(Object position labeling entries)
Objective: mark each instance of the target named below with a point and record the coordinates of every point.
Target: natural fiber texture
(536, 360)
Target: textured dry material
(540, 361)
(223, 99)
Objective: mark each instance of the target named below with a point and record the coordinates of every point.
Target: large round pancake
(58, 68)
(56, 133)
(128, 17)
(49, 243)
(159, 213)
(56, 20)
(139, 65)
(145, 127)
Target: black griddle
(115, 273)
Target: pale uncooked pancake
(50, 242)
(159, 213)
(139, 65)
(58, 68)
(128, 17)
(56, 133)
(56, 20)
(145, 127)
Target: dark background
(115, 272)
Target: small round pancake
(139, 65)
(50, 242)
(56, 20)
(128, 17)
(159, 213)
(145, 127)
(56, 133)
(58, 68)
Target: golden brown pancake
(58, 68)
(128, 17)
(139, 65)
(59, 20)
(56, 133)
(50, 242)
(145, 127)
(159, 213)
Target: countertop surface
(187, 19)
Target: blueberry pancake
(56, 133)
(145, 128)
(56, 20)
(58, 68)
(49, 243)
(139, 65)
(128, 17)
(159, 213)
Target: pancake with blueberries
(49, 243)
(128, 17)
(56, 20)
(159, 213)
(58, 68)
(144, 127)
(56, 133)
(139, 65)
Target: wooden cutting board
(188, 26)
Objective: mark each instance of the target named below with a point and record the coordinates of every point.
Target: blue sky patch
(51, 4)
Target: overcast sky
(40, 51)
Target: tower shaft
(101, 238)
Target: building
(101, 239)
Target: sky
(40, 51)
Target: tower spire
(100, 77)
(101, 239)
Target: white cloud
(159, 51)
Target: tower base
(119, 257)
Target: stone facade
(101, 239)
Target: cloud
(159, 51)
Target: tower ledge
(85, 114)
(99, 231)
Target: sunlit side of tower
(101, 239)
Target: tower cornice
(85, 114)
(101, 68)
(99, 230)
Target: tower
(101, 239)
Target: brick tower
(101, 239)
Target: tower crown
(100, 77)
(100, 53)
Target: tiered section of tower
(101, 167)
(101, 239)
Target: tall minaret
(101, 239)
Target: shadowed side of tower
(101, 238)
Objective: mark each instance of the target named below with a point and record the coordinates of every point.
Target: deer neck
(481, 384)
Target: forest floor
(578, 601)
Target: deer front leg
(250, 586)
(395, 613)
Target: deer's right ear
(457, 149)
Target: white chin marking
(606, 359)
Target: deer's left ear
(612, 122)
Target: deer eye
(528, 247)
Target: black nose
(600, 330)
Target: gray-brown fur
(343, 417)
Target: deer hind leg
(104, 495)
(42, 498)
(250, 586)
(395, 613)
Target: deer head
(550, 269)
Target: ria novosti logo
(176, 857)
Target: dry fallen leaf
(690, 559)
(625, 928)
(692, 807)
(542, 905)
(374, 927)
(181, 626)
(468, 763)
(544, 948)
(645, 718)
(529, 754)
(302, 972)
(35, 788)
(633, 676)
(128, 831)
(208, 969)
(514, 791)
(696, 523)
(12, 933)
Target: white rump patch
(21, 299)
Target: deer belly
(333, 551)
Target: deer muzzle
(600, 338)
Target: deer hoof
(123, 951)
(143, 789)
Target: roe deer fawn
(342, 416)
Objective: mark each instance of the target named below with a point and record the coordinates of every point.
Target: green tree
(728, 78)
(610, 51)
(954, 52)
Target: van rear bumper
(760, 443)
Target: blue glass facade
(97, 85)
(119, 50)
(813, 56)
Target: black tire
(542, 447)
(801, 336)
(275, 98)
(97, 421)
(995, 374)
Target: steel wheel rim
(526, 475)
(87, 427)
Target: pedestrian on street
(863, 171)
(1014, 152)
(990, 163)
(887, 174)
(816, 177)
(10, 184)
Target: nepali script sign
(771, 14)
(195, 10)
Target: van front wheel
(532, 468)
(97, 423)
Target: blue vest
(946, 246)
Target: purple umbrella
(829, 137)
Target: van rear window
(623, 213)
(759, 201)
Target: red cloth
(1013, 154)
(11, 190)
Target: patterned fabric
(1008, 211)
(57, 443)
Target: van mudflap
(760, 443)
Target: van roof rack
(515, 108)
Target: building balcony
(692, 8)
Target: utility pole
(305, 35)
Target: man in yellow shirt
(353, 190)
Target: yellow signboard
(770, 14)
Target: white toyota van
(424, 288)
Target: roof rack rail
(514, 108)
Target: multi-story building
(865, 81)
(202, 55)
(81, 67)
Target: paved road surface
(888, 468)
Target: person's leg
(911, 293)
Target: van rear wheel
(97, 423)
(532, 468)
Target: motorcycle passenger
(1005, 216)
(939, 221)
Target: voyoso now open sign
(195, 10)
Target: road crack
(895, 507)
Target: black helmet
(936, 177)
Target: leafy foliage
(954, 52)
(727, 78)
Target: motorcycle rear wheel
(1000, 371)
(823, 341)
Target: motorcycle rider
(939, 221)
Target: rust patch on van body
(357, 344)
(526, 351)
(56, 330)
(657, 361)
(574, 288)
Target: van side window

[DESCRIPTION OF THE TASK] Copy out each line above, character for character.

[COMPLETE ANSWER]
Objective: mark each instance of the target named below with a point and record the coordinates of every point.
Target: natural fiber texture
(536, 360)
Target: textured dry material
(540, 361)
(223, 99)
Objective: mark each instance of the target named below with a point and record the coordinates of every point.
Target: large round pancake
(58, 68)
(56, 133)
(128, 17)
(49, 243)
(159, 213)
(56, 20)
(139, 65)
(145, 127)
Target: black griddle
(115, 273)
Target: pale uncooked pancake
(50, 242)
(159, 213)
(139, 65)
(58, 68)
(128, 17)
(56, 133)
(56, 20)
(145, 127)
Target: dark background
(115, 272)
Target: small round pancake
(139, 65)
(50, 242)
(56, 20)
(128, 17)
(159, 213)
(145, 127)
(56, 133)
(58, 68)
Target: golden brown pancake
(58, 68)
(128, 17)
(139, 65)
(59, 20)
(56, 133)
(50, 242)
(145, 127)
(159, 213)
Target: countertop surface
(187, 19)
Target: blueberry pancake
(56, 133)
(145, 128)
(56, 20)
(58, 68)
(49, 243)
(139, 65)
(128, 17)
(159, 213)
Target: pancake with blueberries
(49, 243)
(128, 17)
(56, 20)
(159, 213)
(58, 68)
(144, 127)
(56, 133)
(139, 65)
Target: wooden cutting board
(188, 26)
Objective: mark each instance of the target named below with a point and record the coordinates of every point.
Target: blue sky patch
(51, 4)
Target: overcast sky
(40, 51)
Target: tower shaft
(101, 238)
Target: building
(101, 239)
Target: sky
(40, 51)
Target: tower spire
(100, 77)
(101, 239)
Target: white cloud
(159, 51)
Target: tower base
(119, 257)
Target: stone facade
(101, 239)
Target: cloud
(159, 51)
Target: tower ledge
(85, 114)
(99, 231)
Target: sunlit side of tower
(101, 239)
Target: tower cornice
(85, 114)
(101, 68)
(99, 230)
Target: tower
(101, 239)
Target: brick tower
(101, 239)
Target: tower crown
(100, 77)
(100, 53)
Target: tiered section of tower
(101, 167)
(101, 239)
Target: tall minaret
(101, 239)
Target: shadowed side of tower
(101, 238)
Objective: mark each instance of the target named below with a point and record the coordinates of every point.
Target: deer neck
(481, 384)
Target: forest floor
(578, 601)
Target: deer front leg
(250, 586)
(395, 613)
Target: deer's right ear
(457, 149)
Target: white chin marking
(606, 359)
Target: deer's left ear
(612, 122)
Target: deer eye
(528, 247)
Target: black nose
(600, 330)
Target: gray-brown fur
(343, 417)
Target: deer hind leg
(104, 495)
(42, 498)
(250, 586)
(395, 613)
Target: deer head
(550, 269)
Target: ria novosti logo
(176, 857)
Target: dry fallen leaf
(690, 559)
(625, 928)
(692, 807)
(542, 905)
(374, 927)
(181, 626)
(468, 763)
(544, 948)
(645, 718)
(529, 754)
(302, 972)
(35, 788)
(633, 676)
(128, 831)
(208, 969)
(514, 791)
(696, 523)
(12, 933)
Target: white rump patch
(21, 299)
Target: deer belly
(333, 551)
Target: deer muzzle
(600, 338)
Target: deer hoof
(123, 951)
(143, 789)
Target: roe deer fawn
(342, 416)
Objective: mark each instance of the target named below with a point and record the coordinates of every point.
Target: green tree
(728, 78)
(610, 51)
(954, 52)
Target: van rear bumper
(760, 443)
Target: blue glass facade
(97, 85)
(119, 50)
(813, 56)
Target: black tire
(542, 447)
(801, 336)
(275, 98)
(97, 421)
(995, 374)
Target: steel wheel rim
(526, 475)
(87, 427)
Target: pedestrian on street
(863, 171)
(1014, 152)
(990, 163)
(887, 174)
(816, 177)
(10, 184)
Target: nepali script sign
(771, 14)
(195, 10)
Target: van front wheel
(532, 468)
(97, 423)
Target: blue vest
(946, 246)
Target: purple umbrella
(829, 137)
Target: van rear window
(623, 213)
(759, 201)
Target: red cloth
(1013, 154)
(11, 190)
Target: patterned fabric
(1008, 211)
(57, 443)
Target: van mudflap
(760, 443)
Target: van roof rack
(515, 108)
Target: building balcony
(692, 8)
Target: utility pole
(305, 35)
Target: man in yellow shirt
(353, 190)
Target: yellow signboard
(770, 14)
Target: white toyota van
(424, 288)
Target: roof rack rail
(514, 108)
Target: multi-story building
(865, 81)
(202, 55)
(81, 67)
Target: paved road surface
(888, 468)
Target: person's leg
(911, 293)
Target: van rear wheel
(97, 423)
(532, 468)
Target: motorcycle passenger
(1005, 216)
(939, 221)
Target: voyoso now open sign
(195, 10)
Target: road crack
(895, 507)
Target: black helmet
(936, 177)
Target: leafy foliage
(954, 52)
(727, 78)
Target: motorcycle rear wheel
(1000, 371)
(823, 341)
Target: motorcycle rider
(939, 221)
Target: rust patch on van body
(357, 344)
(526, 351)
(56, 330)
(657, 361)
(574, 288)
Target: van side window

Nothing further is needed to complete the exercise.